* **GIVEN TASK 1**:
Summarize the text about the Yan-nhaŋu people and their language in two sentences.

* **PROVIDED TEXT**:
__________________________________________________

Before colonization, the number of Yan-nhangu people remained small, just a few hundred, with no more than fifty or so people belonging to each of the six clans (ba:purru). The Yan-nhaŋu are a Yolŋu people with a distinctly marine orientation arising from intimate coexistence with their salt water country. The sea is a crucial aspect of Yan-nhaŋu society, religion and language. The ocean’s movements, sounds and changes are considered to be physical indexes of ancestral action. People share their names with the names of the ocean, its waves, colors, spirits, and winds. The six Yan-nhaŋu language types are distinctive and may be used to distinguish Yan-nhaŋu people from their neighbors.

The Yan-nhangu language, the sites and phenomena of their seas and islands are all understood to be the bequest of the creation ancestors. Yan-nhangu estates, religious identities and languages are ancestral endowments that form linkages of connection and difference throughout the networks of Yolngu society. Yan-nhangu clan identities, estates, language and ritual resources are passed down through patrilineal descent. Yan-nhangu people continue to perform the rich ritual, musical, dance and artistic practices shared by Yolngu kin throughout north-east Arnhem Land. More so they continue through ritual and practical actions to care for their marine environments.

===Varieties===
Within Yan-nhaŋu there exist six clan (bäpurru) based varieties, three of which are Dhuwa and three of which are Yirritja. The Dhuwa varieties spoken today are those of the Gamalaŋga, Gorryindi, and Mäḻarra groups. Yirritja Yan-nhangu speakers belong to the Bindarra, Ngurruwulu and Walamangu patri-groups of the Crocodile Islands.

==Phonology and alphabet==
Yan-nhaŋu phonology is typical of Yolŋu languages, Pama–Nyungan languages, and Australian languages in general. There are six places of articulation with a stop and a nasal in each, as well as laterals, glides, and a trill. There is also a glottal phoneme and a three vowel system common in Australian languages.

===Consonants===
Yan-nhaŋu is written with six voiceless and six voiced stops. If a stop occurs word-initially it is written voiced, while word-final stops are written as voiceless. The two series contrast word medially, however (intervocalically and after laterals and nasals). Yan-nhaŋu does not contain any fricatives, which is common for Australian languages. Lamino-dental consonants do not occur at the end of a word, but are in general more common than their alveolar counterparts. All consonants are represented in the table below.

__________________________________________________

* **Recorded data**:
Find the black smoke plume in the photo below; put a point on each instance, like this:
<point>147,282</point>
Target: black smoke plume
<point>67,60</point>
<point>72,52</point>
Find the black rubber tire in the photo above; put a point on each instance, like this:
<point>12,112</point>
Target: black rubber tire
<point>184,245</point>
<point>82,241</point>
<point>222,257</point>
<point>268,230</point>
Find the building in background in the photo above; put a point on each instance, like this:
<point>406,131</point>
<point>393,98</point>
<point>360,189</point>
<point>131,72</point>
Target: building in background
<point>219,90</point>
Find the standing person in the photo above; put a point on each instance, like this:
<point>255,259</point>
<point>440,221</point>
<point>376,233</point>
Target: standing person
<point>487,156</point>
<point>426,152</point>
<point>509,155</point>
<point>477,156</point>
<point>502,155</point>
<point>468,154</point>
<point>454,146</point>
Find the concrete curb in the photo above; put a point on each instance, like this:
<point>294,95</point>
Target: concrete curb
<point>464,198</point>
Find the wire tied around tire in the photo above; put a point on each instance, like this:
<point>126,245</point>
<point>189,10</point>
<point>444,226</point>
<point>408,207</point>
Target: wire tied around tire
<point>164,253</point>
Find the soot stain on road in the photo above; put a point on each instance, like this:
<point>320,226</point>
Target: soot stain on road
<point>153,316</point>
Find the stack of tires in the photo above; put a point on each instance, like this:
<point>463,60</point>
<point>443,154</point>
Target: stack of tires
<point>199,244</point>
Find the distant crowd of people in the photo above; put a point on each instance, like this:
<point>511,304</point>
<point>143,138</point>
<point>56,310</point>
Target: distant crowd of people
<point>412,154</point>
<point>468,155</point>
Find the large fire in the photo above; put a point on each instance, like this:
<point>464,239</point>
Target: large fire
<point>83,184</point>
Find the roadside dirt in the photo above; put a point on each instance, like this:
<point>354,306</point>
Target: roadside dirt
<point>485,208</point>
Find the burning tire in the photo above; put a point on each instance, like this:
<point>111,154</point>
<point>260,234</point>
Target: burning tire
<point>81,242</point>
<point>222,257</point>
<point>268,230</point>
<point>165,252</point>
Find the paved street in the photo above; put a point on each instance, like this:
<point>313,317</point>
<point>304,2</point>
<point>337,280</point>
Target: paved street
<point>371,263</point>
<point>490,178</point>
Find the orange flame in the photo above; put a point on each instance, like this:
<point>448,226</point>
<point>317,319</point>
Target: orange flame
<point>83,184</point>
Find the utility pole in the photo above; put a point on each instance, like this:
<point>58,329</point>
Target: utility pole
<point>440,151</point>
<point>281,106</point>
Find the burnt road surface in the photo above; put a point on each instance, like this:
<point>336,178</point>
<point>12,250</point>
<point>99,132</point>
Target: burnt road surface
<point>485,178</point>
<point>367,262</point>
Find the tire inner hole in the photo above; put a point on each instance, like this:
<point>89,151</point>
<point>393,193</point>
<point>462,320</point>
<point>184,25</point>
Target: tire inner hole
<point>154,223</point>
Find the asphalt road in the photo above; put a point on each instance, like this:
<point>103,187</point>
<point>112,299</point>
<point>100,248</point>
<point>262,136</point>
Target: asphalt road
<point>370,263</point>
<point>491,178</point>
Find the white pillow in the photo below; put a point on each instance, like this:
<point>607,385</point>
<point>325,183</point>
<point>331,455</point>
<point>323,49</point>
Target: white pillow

__________________________________________________

* **GIVEN TASK 2**:
Find each line of the records that contains the string "inner", and copy those lines out.

* **FULL ANSWER 1**:
The Yan-nhaŋu are a small Yolŋu people with a distinctly marine orientation, for whom the sea is a crucial aspect of society, religion and language, and whose clan identities, estates, language and ritual resources are passed down through patrilineal descent. Their language has six clan-based varieties, three Dhuwa and three Yirritja, and its phonology is typical of Yolŋu and Australian languages, with six places of articulation, no fricatives and a three-vowel system.

* **FULL ANSWER 2**:
Find the tire inner hole in the photo above; put a point on each instance, like this:
Target: tire inner hole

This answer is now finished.